-- ENTRIES PROVIDED follows --

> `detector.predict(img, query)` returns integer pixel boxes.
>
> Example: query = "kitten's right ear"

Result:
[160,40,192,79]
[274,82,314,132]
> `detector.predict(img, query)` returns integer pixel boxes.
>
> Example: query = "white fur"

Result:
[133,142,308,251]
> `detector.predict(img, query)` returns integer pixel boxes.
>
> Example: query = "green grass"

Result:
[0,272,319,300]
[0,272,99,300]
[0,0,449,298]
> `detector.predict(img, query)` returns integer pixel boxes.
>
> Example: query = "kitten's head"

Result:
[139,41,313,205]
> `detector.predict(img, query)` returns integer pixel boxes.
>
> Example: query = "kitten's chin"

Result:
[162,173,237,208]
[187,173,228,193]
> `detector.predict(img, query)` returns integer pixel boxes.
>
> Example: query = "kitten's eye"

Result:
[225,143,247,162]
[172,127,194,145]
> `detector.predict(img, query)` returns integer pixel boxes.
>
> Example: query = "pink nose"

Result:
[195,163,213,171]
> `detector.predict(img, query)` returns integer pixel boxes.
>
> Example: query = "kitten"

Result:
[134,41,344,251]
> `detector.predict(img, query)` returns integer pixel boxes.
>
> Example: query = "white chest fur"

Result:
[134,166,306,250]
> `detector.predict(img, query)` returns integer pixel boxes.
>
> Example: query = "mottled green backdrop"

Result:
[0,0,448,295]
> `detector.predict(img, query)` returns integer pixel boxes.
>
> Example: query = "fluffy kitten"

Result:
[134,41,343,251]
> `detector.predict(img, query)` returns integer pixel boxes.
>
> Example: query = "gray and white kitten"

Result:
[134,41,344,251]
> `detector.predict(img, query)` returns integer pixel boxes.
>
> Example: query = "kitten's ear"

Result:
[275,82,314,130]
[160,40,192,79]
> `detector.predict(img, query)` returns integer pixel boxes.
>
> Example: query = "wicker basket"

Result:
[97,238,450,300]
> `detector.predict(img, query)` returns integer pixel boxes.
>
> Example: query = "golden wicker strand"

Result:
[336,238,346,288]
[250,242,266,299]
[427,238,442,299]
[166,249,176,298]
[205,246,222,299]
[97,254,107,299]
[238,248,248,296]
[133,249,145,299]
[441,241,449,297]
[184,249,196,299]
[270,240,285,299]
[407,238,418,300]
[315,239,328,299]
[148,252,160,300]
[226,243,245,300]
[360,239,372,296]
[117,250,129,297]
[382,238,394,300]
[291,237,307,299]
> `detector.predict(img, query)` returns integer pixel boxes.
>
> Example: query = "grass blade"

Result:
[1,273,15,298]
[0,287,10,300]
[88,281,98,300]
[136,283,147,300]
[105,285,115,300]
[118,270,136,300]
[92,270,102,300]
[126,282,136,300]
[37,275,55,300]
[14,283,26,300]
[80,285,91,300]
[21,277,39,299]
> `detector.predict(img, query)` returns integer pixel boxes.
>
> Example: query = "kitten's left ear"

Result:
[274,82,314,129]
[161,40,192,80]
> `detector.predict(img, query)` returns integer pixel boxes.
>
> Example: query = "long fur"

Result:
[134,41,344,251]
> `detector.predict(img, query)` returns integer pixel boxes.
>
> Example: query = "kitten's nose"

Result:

-- ENTRIES PROVIDED concluded --

**TASK TO CARRY OUT:** All of the material must be written out again exactly.

**RESULT OF THIS TASK:**
> `detector.predict(img, query)` returns integer pixel boxes.
>
> Example: query = "kitten's right ear"

Result:
[160,40,192,79]
[274,82,314,132]
> `detector.predict(img, query)` returns integer pixel boxes.
>
> Example: query = "white fur"

Result:
[133,142,308,251]
> `detector.predict(img, query)` returns integer pixel boxes.
>
> Example: query = "green grass"

Result:
[0,272,319,300]
[0,272,99,300]
[0,0,449,298]
> `detector.predict(img, query)` returns integer pixel boxes.
>
> Example: query = "kitten's head"

Result:
[139,41,313,205]
> `detector.predict(img, query)` returns integer pixel boxes.
>
> Example: query = "kitten's chin"

Result:
[162,173,237,208]
[187,173,228,193]
> `detector.predict(img, query)` returns integer pixel boxes.
>
> Example: query = "kitten's eye"

Result:
[225,143,247,162]
[172,127,194,145]
> `detector.predict(img, query)` returns integer pixel boxes.
>
> Example: query = "pink nose"

Result:
[195,163,213,171]
> `detector.predict(img, query)` returns integer pixel boxes.
>
> Example: query = "kitten"

Result:
[134,41,344,251]
> `detector.predict(img, query)` returns integer pixel boxes.
>
> Example: query = "white chest fur"

Result:
[134,166,306,250]
> `detector.predict(img, query)` returns integer pixel boxes.
>
> Example: query = "mottled green backdrop"

Result:
[0,0,448,295]
> `detector.predict(img, query)` returns integer pixel boxes.
>
> Example: query = "fluffy kitten"

Result:
[134,41,343,251]
> `detector.predict(img, query)` returns integer pixel boxes.
>
> Example: query = "gray and white kitten"

Result:
[134,41,344,251]
> `detector.predict(img, query)` returns integer pixel boxes.
>
> Example: query = "kitten's ear"

Result:
[275,82,314,130]
[160,40,192,79]
> `detector.predict(img, query)` returns integer pixel boxes.
>
> Example: query = "wicker basket"

Result:
[97,238,450,300]
> `detector.predict(img, query)` returns integer pixel boxes.
>
> Example: query = "golden wicker strand"

Result:
[336,238,346,288]
[250,242,266,299]
[427,238,442,299]
[166,249,176,298]
[205,246,222,299]
[97,254,107,299]
[238,248,248,296]
[133,249,145,299]
[441,241,449,297]
[184,249,196,299]
[270,240,285,299]
[407,238,418,300]
[315,239,328,299]
[148,252,160,300]
[226,243,245,300]
[360,239,372,296]
[117,250,129,297]
[382,238,394,300]
[291,237,307,299]
> `detector.predict(img, query)` returns integer pixel boxes.
>
> Example: query = "grass blade"

Result:
[1,273,15,298]
[0,287,10,300]
[88,281,98,300]
[136,283,147,300]
[105,285,115,300]
[118,270,136,300]
[92,270,102,300]
[126,282,136,300]
[37,275,55,300]
[14,283,26,300]
[80,285,91,300]
[21,277,39,299]
> `detector.predict(img, query)` returns integer pixel boxes.
>
> Example: query = "kitten's left ear"

Result:
[274,82,314,129]
[161,40,192,80]
> `detector.predict(img, query)` returns integer pixel boxes.
>
> Example: query = "long fur"

Result:
[134,41,344,251]
> `detector.predict(img, query)` returns integer pixel boxes.
>
> Example: query = "kitten's nose"

Result:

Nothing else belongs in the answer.